INFORMATION SUPPLIED.

○ ○ ○

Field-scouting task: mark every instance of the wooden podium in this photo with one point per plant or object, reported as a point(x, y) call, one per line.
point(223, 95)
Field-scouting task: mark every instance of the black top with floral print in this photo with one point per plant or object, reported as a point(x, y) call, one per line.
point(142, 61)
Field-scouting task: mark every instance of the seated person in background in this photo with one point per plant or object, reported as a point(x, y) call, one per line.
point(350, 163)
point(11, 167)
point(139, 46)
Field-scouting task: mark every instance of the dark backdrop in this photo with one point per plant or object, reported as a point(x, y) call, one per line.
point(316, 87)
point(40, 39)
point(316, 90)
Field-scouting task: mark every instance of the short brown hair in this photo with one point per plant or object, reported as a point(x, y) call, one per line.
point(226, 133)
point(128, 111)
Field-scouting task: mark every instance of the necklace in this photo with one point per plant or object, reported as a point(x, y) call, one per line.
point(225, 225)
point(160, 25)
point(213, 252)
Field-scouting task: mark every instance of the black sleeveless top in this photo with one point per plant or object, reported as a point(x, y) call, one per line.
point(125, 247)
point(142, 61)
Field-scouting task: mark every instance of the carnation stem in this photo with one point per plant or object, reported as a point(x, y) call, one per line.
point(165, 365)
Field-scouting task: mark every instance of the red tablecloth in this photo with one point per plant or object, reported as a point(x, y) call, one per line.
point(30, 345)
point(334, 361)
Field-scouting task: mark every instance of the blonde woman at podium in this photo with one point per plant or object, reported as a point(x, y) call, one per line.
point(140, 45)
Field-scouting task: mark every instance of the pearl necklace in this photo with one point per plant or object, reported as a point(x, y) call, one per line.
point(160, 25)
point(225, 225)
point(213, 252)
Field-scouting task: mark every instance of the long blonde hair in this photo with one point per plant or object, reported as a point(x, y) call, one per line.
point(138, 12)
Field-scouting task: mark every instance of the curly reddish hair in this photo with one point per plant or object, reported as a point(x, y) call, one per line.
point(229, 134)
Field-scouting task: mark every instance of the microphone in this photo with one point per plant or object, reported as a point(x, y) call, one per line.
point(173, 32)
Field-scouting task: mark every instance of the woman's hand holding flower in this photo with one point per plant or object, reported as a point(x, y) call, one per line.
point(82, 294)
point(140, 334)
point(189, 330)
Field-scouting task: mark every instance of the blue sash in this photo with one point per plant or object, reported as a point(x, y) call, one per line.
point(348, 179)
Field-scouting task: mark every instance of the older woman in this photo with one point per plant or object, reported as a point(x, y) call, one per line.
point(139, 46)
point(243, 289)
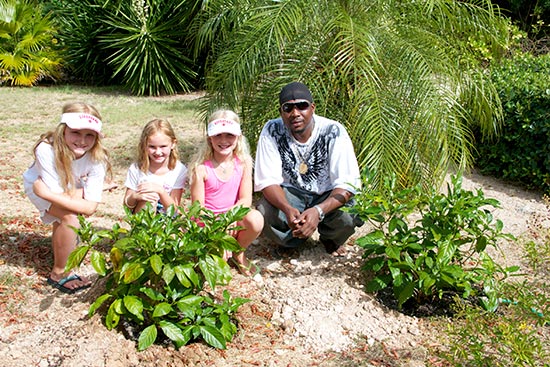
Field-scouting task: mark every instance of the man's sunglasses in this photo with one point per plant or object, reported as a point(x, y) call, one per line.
point(288, 107)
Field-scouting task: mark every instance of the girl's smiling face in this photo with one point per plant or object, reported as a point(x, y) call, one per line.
point(159, 147)
point(224, 143)
point(80, 141)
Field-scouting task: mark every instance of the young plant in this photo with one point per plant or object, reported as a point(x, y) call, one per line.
point(443, 250)
point(162, 272)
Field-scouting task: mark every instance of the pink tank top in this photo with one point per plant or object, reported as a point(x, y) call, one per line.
point(220, 196)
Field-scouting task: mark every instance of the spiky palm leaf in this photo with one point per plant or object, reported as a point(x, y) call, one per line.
point(147, 38)
point(394, 72)
point(26, 44)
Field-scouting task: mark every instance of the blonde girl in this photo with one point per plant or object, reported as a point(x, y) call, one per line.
point(221, 178)
point(158, 177)
point(65, 180)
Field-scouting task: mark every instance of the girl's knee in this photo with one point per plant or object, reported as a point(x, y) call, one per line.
point(254, 220)
point(70, 219)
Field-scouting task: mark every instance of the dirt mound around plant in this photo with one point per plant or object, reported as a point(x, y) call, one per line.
point(307, 311)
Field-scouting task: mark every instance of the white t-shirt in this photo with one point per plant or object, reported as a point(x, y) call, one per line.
point(87, 175)
point(173, 179)
point(328, 155)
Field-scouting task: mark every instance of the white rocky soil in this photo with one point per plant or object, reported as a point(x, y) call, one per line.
point(304, 312)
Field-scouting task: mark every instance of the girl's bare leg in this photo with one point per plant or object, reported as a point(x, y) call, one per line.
point(64, 241)
point(253, 223)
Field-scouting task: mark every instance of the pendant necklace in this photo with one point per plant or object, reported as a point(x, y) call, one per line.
point(302, 167)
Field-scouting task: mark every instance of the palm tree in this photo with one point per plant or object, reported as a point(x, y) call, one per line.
point(397, 73)
point(27, 44)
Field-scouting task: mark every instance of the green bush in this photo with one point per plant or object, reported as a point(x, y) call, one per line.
point(443, 251)
point(158, 270)
point(522, 153)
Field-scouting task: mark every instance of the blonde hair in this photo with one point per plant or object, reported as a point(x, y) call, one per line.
point(206, 151)
point(64, 156)
point(151, 128)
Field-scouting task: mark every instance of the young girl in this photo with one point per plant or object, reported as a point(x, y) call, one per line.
point(65, 180)
point(158, 177)
point(221, 178)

○ ○ ○

Verbatim copy with pictures excluded: write out the records above in full.

RESULT OF THE TASK.
Field-scouting task: mark every instance of the wooden podium in this photo with one point per plant or object, reported as a point(x, y) call, one per line.
point(223, 95)
Field-scouting task: mark every instance of the black top with floral print in this photo with one point per plant or object, reported as a point(x, y) call, one per line.
point(142, 61)
Field-scouting task: mark every instance of the seated person in background in this photo with one point per plant or object, reported as a point(x, y) call, one per line.
point(350, 163)
point(11, 167)
point(139, 46)
Field-scouting task: mark every instance of the dark backdrop in this photo with one point per plant or object, reported as a point(x, y) call, one per line.
point(316, 87)
point(40, 39)
point(316, 90)
Field-scouting task: mark every instance of the short brown hair in this photo with one point per plant or object, reported as a point(x, y) call, one per line.
point(226, 133)
point(128, 111)
Field-scouting task: mark every instance of the necklace in this photo with one point per plant or object, reported as a point(x, y) call, one per line.
point(225, 225)
point(160, 25)
point(213, 252)
Field-scouting task: mark every instance of the black sleeveless top in this photo with one point per plant or object, reported as a point(x, y) call, one per line.
point(125, 247)
point(142, 61)
Field-scouting task: mark every instance of the carnation stem in this photo with one point per plant or object, reported as a point(x, y) call, one per line.
point(165, 365)
Field-scouting task: mark every instance of the red tablecloth in this photo with one point per plant or object, reported as a point(x, y) call, one per line.
point(30, 345)
point(334, 361)
Field-scouting task: mark every instance of the blonde woman at podium in this photo with one point per plant or object, reported as a point(x, y) call, one per line.
point(140, 45)
Field-scouting task: mark every instance of the pearl necklace in this photo with one point per plant or object, reported as a point(x, y) call, one per line.
point(160, 25)
point(225, 225)
point(213, 252)
Field-scouting task: mark every instance of the long blonde hair in this photo with one point per plant or object, reported as a point(x, y) call, one per line.
point(138, 12)
Field-scouting task: mark every instance of the curly reddish hair in this photo with one point per plant or object, reported as a point(x, y) call, one per line.
point(229, 134)
Field-scouting task: mark every instance of the microphone in this photo with one point per plant or object, reported as a point(x, y) call, one per line.
point(173, 32)
Field-scouting task: mark every instance of the woman's hand holding flower in this photo with one point per plant or object, reported as a point(x, y) call, one per line.
point(82, 294)
point(140, 334)
point(189, 330)
Field-scouting task: mark every instance of the blue sash in this photo with one point per plant or object, reported as a point(x, y) call, one per line.
point(348, 179)
Field-scouting task: mark every instance of the older woman in this photo with one point per plant or object, reported as a point(x, y) call, one per line.
point(139, 46)
point(243, 289)
Field-scouting task: mark every instance of the man's sunglasses in this photo with one point per plant or object, reported as a point(x, y) call, one per line.
point(288, 107)
Field-scouting task: mark every instance of the girl's smiling face in this photo with one point per plant or object, reported as a point(x, y) call, one per line.
point(159, 147)
point(224, 143)
point(80, 141)
Field-scouting task: mark every instance of the young plant in this photo with one point per plant or object, reported as a point(x, y) call, one per line.
point(443, 250)
point(162, 272)
Field-scouting task: mark every instance of the pink tank top in this photo with one point per plant or object, reported as a point(x, y) call, one per line.
point(220, 196)
Field-scouting task: mark every instance of the spiky palm leaf in this photo with one point per plant or object, reported as a point(x, y) call, one per line.
point(147, 38)
point(394, 72)
point(26, 44)
Field-scouting task: mark every instance of the blonde girl in this photo with one point per plant or object, reported as a point(x, y) call, one per line.
point(221, 178)
point(158, 177)
point(65, 180)
Field-scouting task: mark every instance of the girl's knee in this photo with one point per plant or object, reported as a point(x, y) call, one per line.
point(254, 220)
point(70, 219)
Field-scouting task: mark every instance of the dirt mound around plant in this photo with one point per plant or object, reported as a point(x, y) call, one per line.
point(307, 311)
Field-scouting task: mark every instance of the white t-shirt in this photo with one point per plant or object, reported as a point(x, y) call, one per line.
point(87, 175)
point(173, 179)
point(328, 155)
Field-scouting task: mark every instance of the white rocky soil in this photo with one point per plant or object, reported as a point(x, y) call, one per line.
point(304, 312)
Field-scouting task: mark every instance of the girl's bare leg in this photo with one point per plant or object, reported as a point(x, y) call, one per line.
point(64, 241)
point(253, 223)
Field-scouting task: mark every instance of the pendant necklace in this photo with one point per plant or object, reported as a point(x, y) call, one per line.
point(302, 167)
Field-scouting task: mark every instance of the palm tree in this photo with one point per plant or object, reported as a point(x, y) call, one per line.
point(397, 73)
point(27, 44)
Field-scouting task: mark every instance of the green bush in this photo with one point per plant or object, reported as a point(x, y) call, one per line.
point(443, 251)
point(158, 270)
point(522, 153)
Field-scouting task: mark every instance of the blonde hair in this photo with one point per plant or object, reported as a point(x, y) call, one per line.
point(206, 151)
point(64, 156)
point(151, 128)
Field-scouting task: mark every instance of the young girl in this photo with one point per plant or object, reported as a point(x, y) call, one per line.
point(65, 180)
point(158, 177)
point(221, 178)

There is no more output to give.